Natural language region descriptions:
┄┄┄┄┄┄┄┄┄┄

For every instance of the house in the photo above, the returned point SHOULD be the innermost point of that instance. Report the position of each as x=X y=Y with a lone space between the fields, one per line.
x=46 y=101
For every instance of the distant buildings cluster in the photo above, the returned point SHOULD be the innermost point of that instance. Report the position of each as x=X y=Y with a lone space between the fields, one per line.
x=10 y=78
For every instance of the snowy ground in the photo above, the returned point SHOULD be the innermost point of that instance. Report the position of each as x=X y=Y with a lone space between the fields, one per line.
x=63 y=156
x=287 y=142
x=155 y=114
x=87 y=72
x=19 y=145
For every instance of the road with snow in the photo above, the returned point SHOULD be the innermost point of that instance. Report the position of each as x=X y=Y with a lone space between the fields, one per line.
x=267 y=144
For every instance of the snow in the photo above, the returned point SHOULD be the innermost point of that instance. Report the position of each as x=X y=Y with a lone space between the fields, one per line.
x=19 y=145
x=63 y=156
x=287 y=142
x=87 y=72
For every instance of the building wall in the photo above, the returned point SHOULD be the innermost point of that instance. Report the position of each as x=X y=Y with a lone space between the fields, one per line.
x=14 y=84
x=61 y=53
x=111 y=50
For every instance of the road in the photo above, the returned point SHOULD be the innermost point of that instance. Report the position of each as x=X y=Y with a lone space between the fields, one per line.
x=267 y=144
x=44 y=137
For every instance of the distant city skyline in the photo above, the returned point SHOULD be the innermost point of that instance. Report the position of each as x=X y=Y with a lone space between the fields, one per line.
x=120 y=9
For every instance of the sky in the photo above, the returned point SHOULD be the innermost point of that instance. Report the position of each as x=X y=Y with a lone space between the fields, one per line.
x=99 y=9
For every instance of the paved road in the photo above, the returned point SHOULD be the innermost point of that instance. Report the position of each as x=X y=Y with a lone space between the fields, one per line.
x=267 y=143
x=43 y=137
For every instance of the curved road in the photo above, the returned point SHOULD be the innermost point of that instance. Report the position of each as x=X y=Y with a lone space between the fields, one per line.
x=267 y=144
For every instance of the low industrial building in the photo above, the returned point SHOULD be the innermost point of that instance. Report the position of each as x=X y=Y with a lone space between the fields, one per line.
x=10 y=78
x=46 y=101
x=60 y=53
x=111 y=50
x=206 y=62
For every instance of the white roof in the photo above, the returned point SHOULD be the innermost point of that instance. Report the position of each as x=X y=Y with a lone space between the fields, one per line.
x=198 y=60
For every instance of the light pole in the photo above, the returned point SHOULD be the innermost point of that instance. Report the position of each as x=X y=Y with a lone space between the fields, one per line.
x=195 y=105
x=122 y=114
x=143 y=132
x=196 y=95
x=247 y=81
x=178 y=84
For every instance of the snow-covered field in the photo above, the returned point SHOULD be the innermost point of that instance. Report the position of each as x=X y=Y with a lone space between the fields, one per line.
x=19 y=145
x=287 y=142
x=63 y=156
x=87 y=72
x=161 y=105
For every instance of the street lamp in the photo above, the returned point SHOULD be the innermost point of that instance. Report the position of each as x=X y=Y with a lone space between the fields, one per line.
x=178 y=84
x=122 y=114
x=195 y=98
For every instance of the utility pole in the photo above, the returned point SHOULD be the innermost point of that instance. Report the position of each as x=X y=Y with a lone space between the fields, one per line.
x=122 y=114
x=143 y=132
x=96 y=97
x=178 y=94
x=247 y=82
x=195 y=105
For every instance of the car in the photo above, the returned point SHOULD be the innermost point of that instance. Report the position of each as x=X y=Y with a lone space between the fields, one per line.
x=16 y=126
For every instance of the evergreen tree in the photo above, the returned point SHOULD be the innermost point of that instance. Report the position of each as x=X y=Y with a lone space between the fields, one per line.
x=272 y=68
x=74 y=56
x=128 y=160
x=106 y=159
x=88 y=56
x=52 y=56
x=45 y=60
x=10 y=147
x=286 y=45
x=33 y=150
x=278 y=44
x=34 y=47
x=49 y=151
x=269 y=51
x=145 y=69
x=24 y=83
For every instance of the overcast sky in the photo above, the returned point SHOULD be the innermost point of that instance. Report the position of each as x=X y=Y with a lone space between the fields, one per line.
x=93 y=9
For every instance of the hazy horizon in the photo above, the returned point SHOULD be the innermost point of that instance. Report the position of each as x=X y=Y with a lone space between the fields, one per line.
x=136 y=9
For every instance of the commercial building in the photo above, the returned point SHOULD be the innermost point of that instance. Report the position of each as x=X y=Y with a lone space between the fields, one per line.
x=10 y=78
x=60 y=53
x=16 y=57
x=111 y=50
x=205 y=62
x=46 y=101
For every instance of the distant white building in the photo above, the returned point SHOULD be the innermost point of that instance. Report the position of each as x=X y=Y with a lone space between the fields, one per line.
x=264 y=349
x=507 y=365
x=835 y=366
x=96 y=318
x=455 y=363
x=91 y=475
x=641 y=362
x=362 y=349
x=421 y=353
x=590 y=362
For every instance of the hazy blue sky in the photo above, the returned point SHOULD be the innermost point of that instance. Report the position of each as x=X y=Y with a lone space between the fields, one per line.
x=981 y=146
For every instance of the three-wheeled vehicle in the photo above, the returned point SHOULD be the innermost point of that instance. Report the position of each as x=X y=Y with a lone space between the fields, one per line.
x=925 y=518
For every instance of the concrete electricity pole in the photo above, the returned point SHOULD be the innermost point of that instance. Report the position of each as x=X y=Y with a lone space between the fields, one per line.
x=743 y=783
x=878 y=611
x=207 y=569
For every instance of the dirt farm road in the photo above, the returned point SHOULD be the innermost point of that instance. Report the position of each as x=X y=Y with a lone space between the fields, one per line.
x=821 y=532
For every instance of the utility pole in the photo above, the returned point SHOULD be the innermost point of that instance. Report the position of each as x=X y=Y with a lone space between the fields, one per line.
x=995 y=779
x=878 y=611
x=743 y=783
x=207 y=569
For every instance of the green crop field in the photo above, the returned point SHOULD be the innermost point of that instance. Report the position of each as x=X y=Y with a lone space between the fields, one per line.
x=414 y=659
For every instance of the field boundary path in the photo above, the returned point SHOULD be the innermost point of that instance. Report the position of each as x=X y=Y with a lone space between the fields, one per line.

┄┄┄┄┄┄┄┄┄┄

What to produce: All the records shown above need to be given again exactly.

Answer to the problem:
For every instance of the house in the photo above, the returned point SHOULD be the innermost point of that instance. Report the position of each as x=X y=Y with a lone space between the fields, one per line.
x=46 y=101
For every instance of the distant buildings cluster in the photo above, the returned point SHOULD be the innermost point of that instance. Report the position of each as x=X y=Y with a lone space between the fields, one per line.
x=10 y=78
For every instance of the snowy ground in the photo above, the returned point SHOULD be the innermost point of that instance. Report the position of each as x=X y=Y with a lone space between the fields, one per line.
x=63 y=156
x=287 y=142
x=155 y=114
x=87 y=72
x=19 y=145
For every instance of the road with snow in the photo above, the returned point SHOULD be the innermost point of that instance. Report the position of each as x=X y=Y with a lone space between the fields, one per line.
x=267 y=144
For every instance of the snow in the photo above, the returned point SHOULD be the innermost point of that instance. Report the position of each as x=X y=Y with a lone space between the fields, one per line.
x=19 y=145
x=63 y=156
x=287 y=142
x=87 y=72
For every instance of the building wall in the photo above, the returned point SHOULD be the innermost point of that instance. Report the position of each as x=X y=Y with a lone space between the fields, one per line.
x=14 y=84
x=61 y=53
x=111 y=50
For every instance of the road in the photo above, the returned point SHOULD be the innermost point of that instance. Report the position of each as x=X y=Y with a lone space between the fields, one per line.
x=267 y=144
x=44 y=137
For every instance of the distant city skyline in the photo above, the returned point SHOULD be the innermost point of that instance. Report the position of each as x=X y=Y with a lone space between the fields, one per line.
x=120 y=9
For every instance of the sky in the photo above, the returned point SHOULD be the innermost point of that instance. Report the position of each as x=X y=Y with a lone space between the fields, one per line.
x=99 y=9
For every instance of the paved road in the photo above, the returned point SHOULD be the innermost point of that instance. Report the position of each as x=X y=Y with a lone space between the fields, one per line.
x=267 y=143
x=43 y=137
For every instance of the curved road in the photo above, the returned point SHOULD be the innermost point of that instance. Report the position of each as x=X y=Y with a lone space between the fields, one per line.
x=267 y=144
For every instance of the low industrial building in the photo above, the returned point SHOULD be the innermost point of that instance. Report the position of each as x=X y=Y with a lone space between the fields, one per line.
x=10 y=78
x=46 y=101
x=60 y=53
x=111 y=50
x=206 y=62
For every instance of the white roof in the photo above, the returned point SHOULD be the innermost point of that instance. Report the position of each as x=X y=Y with a lone space between the fields, one per line.
x=198 y=60
For every instance of the light pole in the photo above, the returned point SHOULD be the innermost point of that instance. Report the position of each as x=X y=Y with a lone space between the fields, one per line.
x=195 y=105
x=122 y=114
x=143 y=132
x=196 y=95
x=247 y=81
x=178 y=84
For every instance of the snow-covered field in the photo above, the returned point SHOULD be the innermost point of that instance. Report the position of each as x=X y=Y with a lone space between the fields, one per line.
x=19 y=145
x=287 y=142
x=63 y=156
x=87 y=72
x=161 y=105
For every instance of the street lamp in the photo above, the returned point SHOULD be the innermost point of that instance. Report the position of each as x=X y=Y with a lone space between the fields, one per line.
x=178 y=84
x=122 y=114
x=195 y=98
For every instance of the utility pole in the photo above, the returned point SHOULD be the innermost point of that instance. Report the position of each as x=X y=Y with a lone space between the fields, one per line.
x=122 y=114
x=143 y=132
x=96 y=97
x=178 y=94
x=247 y=82
x=195 y=105
For every instance of the car in the photo above, the returned point SHOULD be the innermost point of that instance. Report the position of each as x=X y=Y with a lone space between the fields, one per line.
x=16 y=126
For every instance of the evergreen tree in the photo above, the returned point SHOULD be the innermost point of that instance. Report the position of each as x=X y=Y with a lone space between the fields, one per line.
x=272 y=68
x=74 y=56
x=128 y=160
x=106 y=159
x=88 y=56
x=52 y=56
x=45 y=60
x=10 y=147
x=286 y=45
x=33 y=150
x=278 y=44
x=34 y=47
x=49 y=151
x=269 y=51
x=145 y=69
x=24 y=83
For every instance of the overcast sky in the photo above, the returned point SHOULD be the innermost point of that instance. Report the position of each as x=X y=Y with a lone space between the fields, one per line.
x=93 y=9
For every instance of the hazy horizon in the photo above, the returned point SHOULD be the innermost point of that instance. Report the position of each as x=X y=Y with a lone space between the fields, one per line.
x=136 y=9
For every instance of the commercial building in the photo above, the returned point SHOULD be the innermost point of that instance. Report the position of each as x=X y=Y with a lone space between the fields, one per line.
x=10 y=78
x=60 y=53
x=16 y=57
x=111 y=50
x=205 y=62
x=46 y=101
For every instance of the distant white building in the photo above, the returned point SHOULD be the innermost point of that instance. Report the position of each as x=X y=Y with a lone space between the fields, one per line.
x=264 y=349
x=507 y=365
x=835 y=366
x=96 y=318
x=455 y=363
x=91 y=475
x=641 y=362
x=362 y=349
x=421 y=353
x=590 y=362
For every instance of the hazy blue sky in the photo above, the returned point SHOULD be the innermost point of that instance. Report the position of each as x=X y=Y with a lone space between the fields, one per line.
x=981 y=146
For every instance of the three-wheeled vehicle in the photo above, the returned point SHOULD be the innermost point of that instance. Report the position of each as x=X y=Y with a lone space between the fields, one per line.
x=925 y=518
For every instance of the concrete electricity pole in the photo above, the returned point SHOULD be the innermost point of that instance. Report the position of each as x=X y=Y with a lone space between the fields, one per line.
x=743 y=783
x=878 y=611
x=207 y=569
For every instance of the dirt farm road in the photo above, the returned point SHOULD be the innermost point of that instance. Report the position of each as x=X y=Y with a lone space between the fields, one per line.
x=821 y=532
For every instance of the utility pole in the photo above, the returned point SHOULD be the innermost point of that instance. Report the position of each as x=X y=Y with a lone space between the fields, one per line.
x=995 y=779
x=878 y=611
x=743 y=783
x=207 y=569
For every instance of the green crop field in the photo above, the returned point SHOULD be the innermost point of that instance. Report the position of each as x=X y=Y with a lone space between the fields, one per line.
x=414 y=659
For every instance of the field boundary path in the photo above, the returned point SHOULD be the innermost point of that instance. Report the position of each as x=X y=Y with a lone space between the fields, one per line.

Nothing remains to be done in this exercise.